> Supplied material
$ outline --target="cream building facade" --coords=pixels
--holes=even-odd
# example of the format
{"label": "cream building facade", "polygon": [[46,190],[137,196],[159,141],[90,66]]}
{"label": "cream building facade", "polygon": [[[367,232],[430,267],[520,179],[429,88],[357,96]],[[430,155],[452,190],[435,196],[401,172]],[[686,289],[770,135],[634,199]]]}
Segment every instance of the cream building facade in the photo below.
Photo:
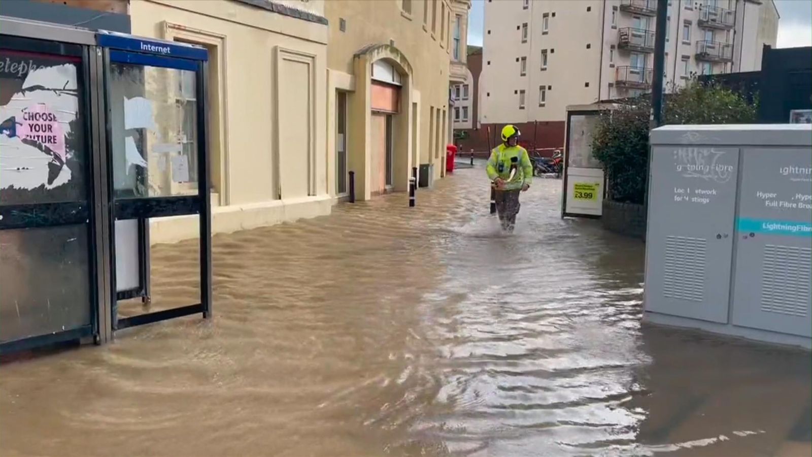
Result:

> Objective
Reproduce each line of the listing above as a numbered list, skipping any blank lines. Leave the picture out of the answer.

> Task result
1. $ outline --target="cream building facade" --coords=pixels
2. --holes=even-odd
3. # example of the format
4. {"label": "cream building facade", "polygon": [[46,190],[137,196],[159,141],[90,66]]}
5. {"label": "cream building facade", "polygon": [[[367,232],[430,267],[520,179],[429,88],[357,96]],[[430,155],[452,190],[435,196],[401,172]],[[686,289],[770,135],[634,199]]]}
6. Segment every instance of the cream building facade in the photo below.
7. Photo:
8. Result:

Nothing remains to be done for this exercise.